▶ 任务要求: 收集下列数据中所有含有字符串“water”的行，并把这些行逐一照抄出来。

▶ 数据内容:
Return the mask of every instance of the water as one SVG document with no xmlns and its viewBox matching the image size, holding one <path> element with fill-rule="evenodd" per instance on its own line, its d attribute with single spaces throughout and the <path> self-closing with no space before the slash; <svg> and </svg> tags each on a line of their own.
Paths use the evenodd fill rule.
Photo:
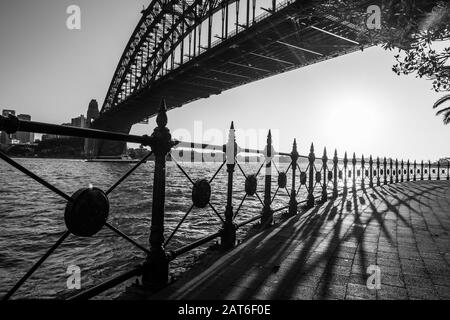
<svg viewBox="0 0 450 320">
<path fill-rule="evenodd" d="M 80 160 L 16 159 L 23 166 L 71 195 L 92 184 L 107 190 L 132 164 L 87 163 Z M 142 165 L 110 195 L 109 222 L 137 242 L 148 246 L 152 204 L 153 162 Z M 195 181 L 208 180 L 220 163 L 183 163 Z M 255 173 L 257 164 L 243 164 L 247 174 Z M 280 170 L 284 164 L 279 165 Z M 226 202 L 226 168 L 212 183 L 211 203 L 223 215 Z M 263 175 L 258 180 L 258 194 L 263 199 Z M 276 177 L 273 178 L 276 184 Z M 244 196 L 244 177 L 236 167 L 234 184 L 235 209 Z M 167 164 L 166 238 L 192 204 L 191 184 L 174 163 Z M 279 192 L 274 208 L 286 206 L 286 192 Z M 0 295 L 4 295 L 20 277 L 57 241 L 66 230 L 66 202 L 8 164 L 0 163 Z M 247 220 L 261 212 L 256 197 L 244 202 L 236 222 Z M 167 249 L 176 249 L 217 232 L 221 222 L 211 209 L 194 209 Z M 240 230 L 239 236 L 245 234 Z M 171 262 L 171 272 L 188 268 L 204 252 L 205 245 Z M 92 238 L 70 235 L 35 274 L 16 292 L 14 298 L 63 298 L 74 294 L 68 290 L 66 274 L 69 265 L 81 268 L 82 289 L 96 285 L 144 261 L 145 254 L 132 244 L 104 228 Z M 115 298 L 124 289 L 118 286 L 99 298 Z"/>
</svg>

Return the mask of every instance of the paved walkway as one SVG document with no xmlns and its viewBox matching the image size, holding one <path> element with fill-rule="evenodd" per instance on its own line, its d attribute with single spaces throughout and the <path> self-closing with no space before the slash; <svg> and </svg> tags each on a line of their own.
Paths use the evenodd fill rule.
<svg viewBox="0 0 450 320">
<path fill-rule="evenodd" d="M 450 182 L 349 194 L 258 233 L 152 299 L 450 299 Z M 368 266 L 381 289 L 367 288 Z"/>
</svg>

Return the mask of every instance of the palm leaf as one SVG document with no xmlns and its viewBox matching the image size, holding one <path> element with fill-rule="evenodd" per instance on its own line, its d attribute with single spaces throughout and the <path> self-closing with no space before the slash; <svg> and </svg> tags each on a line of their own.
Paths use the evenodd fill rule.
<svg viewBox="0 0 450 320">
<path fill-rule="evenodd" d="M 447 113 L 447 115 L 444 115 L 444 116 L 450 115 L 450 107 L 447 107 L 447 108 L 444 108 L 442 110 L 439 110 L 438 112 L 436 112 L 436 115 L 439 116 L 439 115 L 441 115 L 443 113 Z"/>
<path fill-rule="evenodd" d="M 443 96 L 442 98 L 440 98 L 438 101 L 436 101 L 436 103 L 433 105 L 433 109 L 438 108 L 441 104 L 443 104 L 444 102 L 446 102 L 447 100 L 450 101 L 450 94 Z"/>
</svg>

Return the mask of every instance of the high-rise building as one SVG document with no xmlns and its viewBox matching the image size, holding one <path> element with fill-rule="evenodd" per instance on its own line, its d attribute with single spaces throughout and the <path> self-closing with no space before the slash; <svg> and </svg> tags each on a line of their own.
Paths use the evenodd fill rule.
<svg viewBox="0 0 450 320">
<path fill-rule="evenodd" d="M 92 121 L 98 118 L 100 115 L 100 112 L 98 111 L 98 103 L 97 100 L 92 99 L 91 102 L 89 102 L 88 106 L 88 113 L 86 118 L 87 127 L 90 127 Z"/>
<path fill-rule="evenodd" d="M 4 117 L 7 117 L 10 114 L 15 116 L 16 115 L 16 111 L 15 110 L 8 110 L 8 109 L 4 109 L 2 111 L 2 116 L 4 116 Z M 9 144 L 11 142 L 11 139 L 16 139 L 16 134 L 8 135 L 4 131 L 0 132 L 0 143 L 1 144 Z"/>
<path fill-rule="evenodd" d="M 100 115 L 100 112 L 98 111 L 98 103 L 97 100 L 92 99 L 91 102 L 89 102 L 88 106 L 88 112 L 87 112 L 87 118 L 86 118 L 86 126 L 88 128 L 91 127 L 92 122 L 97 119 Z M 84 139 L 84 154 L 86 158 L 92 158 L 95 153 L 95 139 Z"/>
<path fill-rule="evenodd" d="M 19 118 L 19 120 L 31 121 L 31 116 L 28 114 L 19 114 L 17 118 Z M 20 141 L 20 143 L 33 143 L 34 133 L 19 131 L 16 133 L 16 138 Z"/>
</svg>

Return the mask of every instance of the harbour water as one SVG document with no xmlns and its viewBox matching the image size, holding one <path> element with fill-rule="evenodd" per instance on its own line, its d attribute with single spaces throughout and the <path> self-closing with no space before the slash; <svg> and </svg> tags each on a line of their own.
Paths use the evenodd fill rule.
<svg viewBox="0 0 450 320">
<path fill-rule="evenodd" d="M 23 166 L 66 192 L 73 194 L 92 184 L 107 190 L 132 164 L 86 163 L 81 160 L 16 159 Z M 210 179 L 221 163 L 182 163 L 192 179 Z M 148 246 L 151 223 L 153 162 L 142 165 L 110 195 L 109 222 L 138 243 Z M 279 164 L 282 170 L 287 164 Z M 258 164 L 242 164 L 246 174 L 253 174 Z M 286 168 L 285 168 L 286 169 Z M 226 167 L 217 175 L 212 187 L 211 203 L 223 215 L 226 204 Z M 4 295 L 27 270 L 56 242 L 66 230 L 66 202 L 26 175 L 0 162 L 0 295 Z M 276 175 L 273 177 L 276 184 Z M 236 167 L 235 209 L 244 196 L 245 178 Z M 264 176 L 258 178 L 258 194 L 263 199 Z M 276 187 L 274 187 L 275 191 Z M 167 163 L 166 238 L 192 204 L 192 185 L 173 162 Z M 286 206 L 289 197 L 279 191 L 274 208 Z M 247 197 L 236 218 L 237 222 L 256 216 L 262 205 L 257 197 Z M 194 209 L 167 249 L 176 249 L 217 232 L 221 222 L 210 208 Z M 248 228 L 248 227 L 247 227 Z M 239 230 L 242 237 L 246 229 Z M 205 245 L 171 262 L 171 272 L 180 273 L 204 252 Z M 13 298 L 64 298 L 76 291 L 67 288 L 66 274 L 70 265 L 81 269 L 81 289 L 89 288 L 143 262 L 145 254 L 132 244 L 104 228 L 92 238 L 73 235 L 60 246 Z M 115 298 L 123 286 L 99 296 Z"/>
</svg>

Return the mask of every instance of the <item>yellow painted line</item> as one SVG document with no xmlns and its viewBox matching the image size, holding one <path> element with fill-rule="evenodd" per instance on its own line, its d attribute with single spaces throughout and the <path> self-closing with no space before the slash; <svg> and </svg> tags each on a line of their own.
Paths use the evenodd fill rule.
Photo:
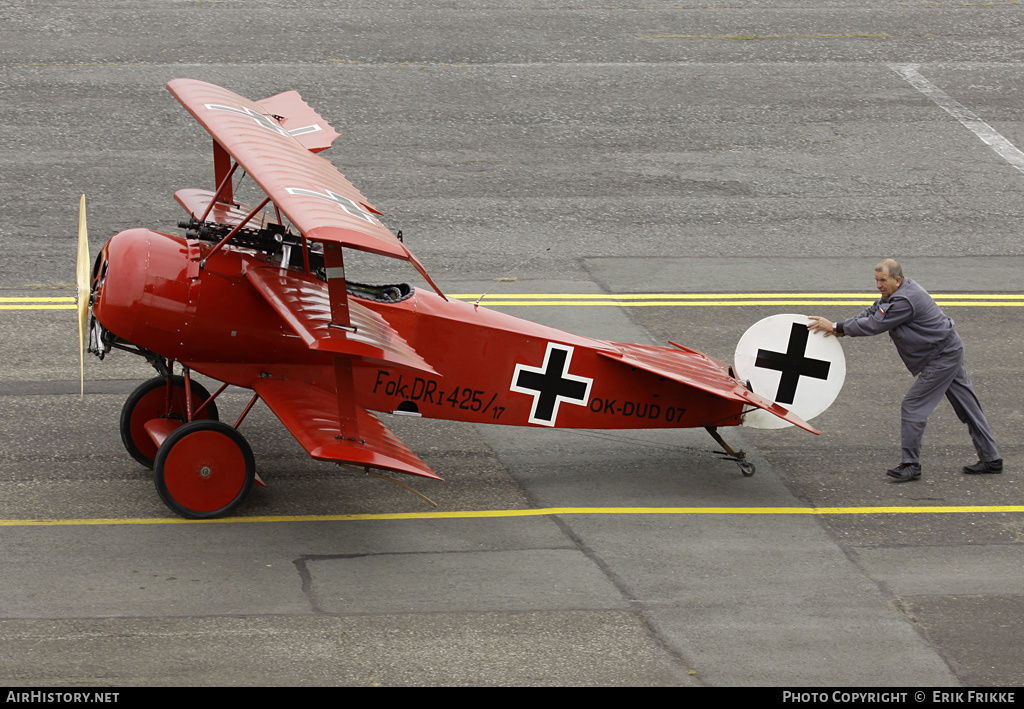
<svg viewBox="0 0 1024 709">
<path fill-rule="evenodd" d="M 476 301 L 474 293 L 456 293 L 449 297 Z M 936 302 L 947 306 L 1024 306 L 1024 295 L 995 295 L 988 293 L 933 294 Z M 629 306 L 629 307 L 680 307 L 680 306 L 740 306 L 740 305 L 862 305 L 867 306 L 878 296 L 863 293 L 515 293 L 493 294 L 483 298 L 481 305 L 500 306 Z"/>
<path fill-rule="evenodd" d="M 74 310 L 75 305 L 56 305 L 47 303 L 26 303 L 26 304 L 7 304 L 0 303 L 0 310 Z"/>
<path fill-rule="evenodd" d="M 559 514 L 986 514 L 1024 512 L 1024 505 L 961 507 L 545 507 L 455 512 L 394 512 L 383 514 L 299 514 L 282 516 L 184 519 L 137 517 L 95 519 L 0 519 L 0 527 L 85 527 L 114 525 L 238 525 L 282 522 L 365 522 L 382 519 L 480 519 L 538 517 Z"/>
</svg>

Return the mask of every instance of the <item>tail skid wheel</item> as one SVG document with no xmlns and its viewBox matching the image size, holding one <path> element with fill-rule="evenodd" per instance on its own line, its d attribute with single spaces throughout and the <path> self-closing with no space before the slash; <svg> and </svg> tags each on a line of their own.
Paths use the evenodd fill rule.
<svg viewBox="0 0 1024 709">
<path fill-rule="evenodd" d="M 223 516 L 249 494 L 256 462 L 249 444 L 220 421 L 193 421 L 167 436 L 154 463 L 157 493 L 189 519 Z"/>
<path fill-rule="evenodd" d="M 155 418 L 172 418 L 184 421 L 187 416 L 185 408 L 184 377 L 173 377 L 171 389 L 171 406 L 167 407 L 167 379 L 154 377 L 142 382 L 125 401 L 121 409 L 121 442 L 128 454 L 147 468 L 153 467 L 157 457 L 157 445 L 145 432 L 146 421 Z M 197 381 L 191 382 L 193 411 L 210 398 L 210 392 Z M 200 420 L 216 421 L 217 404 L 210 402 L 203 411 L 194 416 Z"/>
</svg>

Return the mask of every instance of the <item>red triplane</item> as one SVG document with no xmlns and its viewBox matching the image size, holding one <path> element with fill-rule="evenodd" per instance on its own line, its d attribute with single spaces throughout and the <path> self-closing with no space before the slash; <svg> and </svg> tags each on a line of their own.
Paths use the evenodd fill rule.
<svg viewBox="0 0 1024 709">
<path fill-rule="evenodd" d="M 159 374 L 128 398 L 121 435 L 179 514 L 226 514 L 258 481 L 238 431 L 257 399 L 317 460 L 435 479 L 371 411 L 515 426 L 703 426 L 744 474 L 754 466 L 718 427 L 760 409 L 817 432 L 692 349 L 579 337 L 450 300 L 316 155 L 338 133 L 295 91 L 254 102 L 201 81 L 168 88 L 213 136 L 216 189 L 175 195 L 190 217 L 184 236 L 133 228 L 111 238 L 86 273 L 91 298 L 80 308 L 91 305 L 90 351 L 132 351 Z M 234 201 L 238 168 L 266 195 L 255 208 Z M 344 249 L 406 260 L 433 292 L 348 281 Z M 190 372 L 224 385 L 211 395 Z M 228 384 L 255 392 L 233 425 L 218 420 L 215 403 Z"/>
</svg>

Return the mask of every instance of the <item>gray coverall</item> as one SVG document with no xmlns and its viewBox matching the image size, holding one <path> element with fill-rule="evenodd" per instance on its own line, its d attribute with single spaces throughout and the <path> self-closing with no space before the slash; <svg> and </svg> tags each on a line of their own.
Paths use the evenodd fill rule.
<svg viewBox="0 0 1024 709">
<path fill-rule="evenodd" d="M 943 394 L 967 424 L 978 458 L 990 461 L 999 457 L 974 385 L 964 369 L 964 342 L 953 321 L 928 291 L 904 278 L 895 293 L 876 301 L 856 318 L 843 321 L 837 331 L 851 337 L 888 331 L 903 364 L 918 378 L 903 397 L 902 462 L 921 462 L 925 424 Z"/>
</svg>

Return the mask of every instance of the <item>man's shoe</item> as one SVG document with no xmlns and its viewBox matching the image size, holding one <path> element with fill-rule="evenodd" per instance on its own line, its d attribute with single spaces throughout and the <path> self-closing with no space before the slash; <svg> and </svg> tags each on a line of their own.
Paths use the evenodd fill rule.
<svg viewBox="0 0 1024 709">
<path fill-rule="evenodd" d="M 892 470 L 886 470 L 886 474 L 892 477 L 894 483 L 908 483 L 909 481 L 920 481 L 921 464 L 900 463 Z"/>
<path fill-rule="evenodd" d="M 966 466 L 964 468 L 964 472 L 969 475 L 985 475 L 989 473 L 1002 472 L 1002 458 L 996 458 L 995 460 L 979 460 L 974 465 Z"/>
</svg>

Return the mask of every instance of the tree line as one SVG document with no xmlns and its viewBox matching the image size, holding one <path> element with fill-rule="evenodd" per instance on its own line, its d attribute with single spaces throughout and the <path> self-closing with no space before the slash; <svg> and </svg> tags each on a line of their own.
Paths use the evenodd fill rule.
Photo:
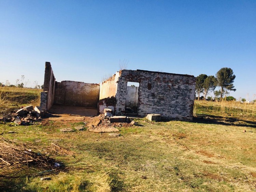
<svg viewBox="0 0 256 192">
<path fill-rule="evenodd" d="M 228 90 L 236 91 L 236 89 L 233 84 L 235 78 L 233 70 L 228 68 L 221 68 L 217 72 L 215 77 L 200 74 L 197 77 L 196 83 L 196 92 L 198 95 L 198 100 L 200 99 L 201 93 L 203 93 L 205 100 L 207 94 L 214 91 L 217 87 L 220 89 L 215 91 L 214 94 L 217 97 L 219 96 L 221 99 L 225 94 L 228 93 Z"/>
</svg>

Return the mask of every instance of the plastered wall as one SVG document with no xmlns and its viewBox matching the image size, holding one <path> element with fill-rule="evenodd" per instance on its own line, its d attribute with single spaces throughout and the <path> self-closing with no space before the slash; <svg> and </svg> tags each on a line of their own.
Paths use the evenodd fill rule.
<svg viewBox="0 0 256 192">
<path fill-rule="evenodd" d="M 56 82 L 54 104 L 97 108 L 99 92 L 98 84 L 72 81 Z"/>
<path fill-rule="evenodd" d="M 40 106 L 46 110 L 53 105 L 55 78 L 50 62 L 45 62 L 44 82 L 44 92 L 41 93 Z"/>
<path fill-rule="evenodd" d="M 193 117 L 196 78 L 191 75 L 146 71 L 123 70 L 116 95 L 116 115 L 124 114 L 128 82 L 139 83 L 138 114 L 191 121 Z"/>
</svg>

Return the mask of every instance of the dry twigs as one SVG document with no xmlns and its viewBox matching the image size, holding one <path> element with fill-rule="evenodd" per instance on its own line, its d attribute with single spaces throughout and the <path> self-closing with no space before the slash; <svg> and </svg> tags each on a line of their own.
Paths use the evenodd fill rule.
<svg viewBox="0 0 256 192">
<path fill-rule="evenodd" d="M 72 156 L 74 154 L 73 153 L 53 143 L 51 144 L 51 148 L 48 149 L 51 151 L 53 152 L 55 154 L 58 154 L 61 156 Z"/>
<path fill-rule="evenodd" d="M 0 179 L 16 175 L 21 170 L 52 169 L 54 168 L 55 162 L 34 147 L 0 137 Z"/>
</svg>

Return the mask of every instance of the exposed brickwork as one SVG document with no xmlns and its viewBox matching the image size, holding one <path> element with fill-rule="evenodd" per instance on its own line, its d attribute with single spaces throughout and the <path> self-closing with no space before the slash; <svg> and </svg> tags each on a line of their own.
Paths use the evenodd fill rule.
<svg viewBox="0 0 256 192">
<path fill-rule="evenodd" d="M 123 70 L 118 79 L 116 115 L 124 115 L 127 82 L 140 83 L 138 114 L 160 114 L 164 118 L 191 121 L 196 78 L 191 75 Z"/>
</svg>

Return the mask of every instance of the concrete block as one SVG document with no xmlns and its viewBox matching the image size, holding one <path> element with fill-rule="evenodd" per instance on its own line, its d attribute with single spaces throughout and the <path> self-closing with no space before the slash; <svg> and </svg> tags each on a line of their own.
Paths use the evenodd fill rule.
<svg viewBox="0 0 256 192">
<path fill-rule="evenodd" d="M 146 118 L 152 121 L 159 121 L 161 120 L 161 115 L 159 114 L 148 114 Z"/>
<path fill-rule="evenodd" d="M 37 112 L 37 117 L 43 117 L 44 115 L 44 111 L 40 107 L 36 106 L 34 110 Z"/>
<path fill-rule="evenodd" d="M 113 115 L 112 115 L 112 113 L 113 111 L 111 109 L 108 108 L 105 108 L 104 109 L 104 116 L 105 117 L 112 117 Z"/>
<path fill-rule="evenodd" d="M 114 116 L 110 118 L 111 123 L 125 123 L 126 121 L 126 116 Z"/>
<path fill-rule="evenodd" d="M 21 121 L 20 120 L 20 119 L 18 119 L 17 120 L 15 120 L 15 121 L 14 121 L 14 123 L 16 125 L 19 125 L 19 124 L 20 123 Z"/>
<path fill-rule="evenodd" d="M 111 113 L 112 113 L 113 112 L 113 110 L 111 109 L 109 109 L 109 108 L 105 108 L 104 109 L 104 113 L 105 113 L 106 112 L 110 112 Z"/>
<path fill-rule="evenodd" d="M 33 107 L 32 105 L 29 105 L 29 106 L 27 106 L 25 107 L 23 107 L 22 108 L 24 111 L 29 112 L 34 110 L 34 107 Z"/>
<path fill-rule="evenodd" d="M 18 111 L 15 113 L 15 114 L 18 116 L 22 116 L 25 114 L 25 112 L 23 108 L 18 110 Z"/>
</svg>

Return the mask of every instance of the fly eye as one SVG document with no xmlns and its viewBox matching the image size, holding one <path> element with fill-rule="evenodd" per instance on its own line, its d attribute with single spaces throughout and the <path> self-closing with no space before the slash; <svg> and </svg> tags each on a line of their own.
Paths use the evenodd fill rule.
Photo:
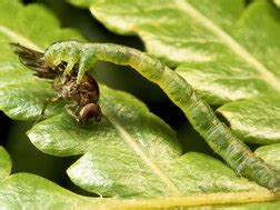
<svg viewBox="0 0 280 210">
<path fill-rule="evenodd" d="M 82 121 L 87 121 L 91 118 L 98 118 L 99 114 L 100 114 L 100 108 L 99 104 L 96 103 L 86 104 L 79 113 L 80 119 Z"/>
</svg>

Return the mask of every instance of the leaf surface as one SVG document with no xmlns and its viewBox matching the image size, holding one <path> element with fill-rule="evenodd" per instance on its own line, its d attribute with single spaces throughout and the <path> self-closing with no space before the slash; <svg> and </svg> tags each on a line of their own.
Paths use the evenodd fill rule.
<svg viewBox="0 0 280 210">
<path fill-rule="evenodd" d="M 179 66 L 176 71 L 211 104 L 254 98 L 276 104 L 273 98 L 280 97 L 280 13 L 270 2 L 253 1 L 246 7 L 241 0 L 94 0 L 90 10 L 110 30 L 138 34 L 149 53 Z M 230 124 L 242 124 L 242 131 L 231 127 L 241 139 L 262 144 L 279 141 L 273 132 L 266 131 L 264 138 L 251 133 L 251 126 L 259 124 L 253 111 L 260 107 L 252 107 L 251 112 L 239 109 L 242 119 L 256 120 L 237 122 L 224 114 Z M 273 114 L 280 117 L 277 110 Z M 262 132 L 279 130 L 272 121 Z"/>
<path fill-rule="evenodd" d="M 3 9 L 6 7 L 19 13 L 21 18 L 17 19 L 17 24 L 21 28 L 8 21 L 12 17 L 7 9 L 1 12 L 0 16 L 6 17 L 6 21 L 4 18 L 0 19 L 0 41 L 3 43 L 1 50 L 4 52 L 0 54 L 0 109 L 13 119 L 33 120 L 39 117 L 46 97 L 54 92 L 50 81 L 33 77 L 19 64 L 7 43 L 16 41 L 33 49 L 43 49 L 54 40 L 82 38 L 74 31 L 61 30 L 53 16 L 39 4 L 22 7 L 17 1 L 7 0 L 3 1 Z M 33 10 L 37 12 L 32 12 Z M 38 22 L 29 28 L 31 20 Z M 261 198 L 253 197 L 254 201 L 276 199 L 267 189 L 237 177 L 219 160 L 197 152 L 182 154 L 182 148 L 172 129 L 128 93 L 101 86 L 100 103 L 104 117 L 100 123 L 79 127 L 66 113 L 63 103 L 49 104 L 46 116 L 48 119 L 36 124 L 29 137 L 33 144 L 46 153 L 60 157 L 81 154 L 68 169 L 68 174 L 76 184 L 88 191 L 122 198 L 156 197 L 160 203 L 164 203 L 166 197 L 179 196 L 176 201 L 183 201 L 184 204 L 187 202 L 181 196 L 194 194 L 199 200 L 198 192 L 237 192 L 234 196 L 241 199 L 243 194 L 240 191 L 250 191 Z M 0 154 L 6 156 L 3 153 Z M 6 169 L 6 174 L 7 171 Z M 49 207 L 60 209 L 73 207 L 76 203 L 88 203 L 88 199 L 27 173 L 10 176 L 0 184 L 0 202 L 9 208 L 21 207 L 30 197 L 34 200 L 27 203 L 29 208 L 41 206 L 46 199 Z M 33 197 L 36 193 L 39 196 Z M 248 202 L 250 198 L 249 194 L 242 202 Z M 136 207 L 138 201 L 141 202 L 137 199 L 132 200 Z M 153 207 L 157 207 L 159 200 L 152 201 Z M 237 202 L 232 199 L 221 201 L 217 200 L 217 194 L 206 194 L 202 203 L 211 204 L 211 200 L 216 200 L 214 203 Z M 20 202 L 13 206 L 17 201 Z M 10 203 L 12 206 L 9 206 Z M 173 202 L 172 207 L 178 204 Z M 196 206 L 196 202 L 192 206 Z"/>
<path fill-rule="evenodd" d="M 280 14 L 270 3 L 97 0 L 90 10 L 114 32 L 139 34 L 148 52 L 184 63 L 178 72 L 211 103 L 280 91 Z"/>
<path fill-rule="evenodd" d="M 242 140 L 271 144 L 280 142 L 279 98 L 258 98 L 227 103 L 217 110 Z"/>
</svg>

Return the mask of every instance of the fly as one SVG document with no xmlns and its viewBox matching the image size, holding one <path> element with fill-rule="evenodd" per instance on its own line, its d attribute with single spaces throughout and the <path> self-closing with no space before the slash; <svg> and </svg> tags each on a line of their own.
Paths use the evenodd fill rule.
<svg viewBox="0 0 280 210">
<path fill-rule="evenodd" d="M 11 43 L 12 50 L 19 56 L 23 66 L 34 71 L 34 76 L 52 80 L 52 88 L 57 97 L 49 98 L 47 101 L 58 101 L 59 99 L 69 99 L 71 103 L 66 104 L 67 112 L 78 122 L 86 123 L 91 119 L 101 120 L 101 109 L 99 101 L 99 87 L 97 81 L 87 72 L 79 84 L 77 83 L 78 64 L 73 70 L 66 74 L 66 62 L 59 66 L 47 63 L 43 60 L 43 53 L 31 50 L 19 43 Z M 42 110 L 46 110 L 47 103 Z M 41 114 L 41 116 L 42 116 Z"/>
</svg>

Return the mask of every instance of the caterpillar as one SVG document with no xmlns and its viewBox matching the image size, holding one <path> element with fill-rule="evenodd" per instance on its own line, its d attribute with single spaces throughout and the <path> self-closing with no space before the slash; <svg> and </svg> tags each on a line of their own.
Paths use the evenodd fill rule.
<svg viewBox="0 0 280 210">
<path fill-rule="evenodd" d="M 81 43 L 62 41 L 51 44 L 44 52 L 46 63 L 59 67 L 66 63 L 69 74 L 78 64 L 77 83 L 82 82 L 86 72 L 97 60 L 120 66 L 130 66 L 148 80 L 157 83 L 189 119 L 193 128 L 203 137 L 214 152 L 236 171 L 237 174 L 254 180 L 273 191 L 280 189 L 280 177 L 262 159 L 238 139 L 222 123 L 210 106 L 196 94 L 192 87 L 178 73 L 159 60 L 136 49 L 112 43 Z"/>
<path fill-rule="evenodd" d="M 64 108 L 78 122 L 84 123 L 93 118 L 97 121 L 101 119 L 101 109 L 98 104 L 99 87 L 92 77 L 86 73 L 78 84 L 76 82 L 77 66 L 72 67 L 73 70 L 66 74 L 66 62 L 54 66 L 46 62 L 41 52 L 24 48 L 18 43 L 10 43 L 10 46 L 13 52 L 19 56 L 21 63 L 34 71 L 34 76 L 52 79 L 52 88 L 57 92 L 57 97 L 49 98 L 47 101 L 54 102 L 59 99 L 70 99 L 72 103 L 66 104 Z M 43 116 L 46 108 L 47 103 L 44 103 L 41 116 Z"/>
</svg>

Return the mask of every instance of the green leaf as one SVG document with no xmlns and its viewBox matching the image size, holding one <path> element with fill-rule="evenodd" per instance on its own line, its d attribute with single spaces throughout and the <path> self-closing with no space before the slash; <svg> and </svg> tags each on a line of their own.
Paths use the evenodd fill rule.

▶ 任务解答:
Return the mask of every instance of the water as one SVG document with no xmlns and its viewBox matching the image size, holding one <path> element with fill-rule="evenodd" per instance on its own line, its d attribute with single spaces throughout and the <path> self-closing with no space before the slash; <svg> and </svg> tags each on a line of their own.
Return the mask of every instance of the harbour water as one SVG document with no xmlns and its viewBox matching the image size, holding one <path> element with fill-rule="evenodd" per instance on its own line, its d attribute with single spaces throughout and the <path> self-closing with no space before the slash; <svg> and </svg> tags each on a line of their own.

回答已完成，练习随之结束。